_Aim_
Identify every line in the listing below that contains the string "pointer", and copy each such line. Matching is case-sensitive.

_Available data_
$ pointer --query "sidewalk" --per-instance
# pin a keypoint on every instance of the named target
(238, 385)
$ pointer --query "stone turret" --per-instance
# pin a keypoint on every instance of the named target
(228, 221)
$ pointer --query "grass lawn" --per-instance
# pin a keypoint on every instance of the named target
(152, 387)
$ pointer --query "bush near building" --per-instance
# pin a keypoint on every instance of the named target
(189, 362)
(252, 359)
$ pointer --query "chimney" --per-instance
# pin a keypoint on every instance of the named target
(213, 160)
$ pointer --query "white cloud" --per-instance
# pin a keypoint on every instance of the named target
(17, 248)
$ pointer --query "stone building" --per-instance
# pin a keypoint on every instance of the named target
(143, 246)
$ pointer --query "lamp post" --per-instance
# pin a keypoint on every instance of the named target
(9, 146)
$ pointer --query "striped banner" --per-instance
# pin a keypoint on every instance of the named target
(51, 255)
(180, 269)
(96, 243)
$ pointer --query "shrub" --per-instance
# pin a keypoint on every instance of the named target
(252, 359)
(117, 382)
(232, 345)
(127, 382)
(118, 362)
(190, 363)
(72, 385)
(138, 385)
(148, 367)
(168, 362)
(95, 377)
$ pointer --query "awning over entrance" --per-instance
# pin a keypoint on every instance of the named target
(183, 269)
...
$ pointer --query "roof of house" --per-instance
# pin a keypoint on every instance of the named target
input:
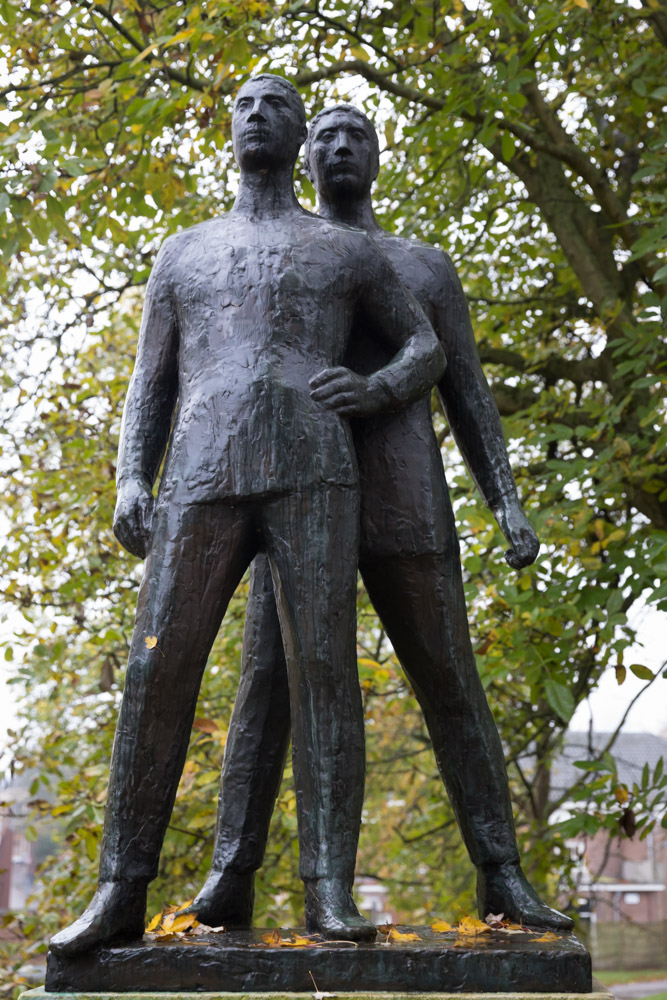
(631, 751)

_Result_
$ pointer --query "sidewalk" --per-instance
$ pointer --query "stone turret" --per-instance
$ pointer --query "grass lawn" --per-instance
$ pointer --query "bush near building" --per-instance
$ pointer --query "chimney" --per-instance
$ pointer --query "white cloud" --per-instance
$ pointer --query "stone building" --per-instance
$ pointer --query "lamp post" --per-instance
$ pointer --query "striped banner" --per-instance
$ pointer --query "shrub" --per-instance
$ pointer --query "awning over entrance" --per-instance
$ pointer --query "roof of house" --per-instance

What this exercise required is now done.